_PROBLEM DESCRIPTION_.
The records sit below this line. Repeat all of them exactly.

_INFORMATION GIVEN_.
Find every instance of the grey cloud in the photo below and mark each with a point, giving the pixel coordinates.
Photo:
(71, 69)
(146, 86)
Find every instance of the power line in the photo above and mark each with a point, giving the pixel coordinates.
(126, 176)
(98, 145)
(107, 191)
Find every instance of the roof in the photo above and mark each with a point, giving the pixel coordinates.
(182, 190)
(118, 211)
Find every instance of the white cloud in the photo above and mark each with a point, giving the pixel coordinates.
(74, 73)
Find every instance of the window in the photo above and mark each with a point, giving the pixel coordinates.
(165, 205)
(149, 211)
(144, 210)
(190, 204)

_ANSWER SECTION_.
Find every instance of the grey cloud in the photo below and mark each with a point, giving the pixel coordinates.
Photo:
(71, 69)
(146, 86)
Find every instance of the power line in the photo above and mark each with a point, giving the pixel coordinates.
(126, 176)
(98, 145)
(107, 191)
Find every instance of the roof in the photo above and mark each with a point, giving the pixel coordinates.
(182, 190)
(118, 211)
Find every instance of the white cloud in the photo above and mark each with a point, giving the pixel coordinates.
(74, 73)
Find every instance of the window in the photo above and mark each with a point, giving the pixel coordinates.
(165, 205)
(149, 211)
(144, 210)
(190, 204)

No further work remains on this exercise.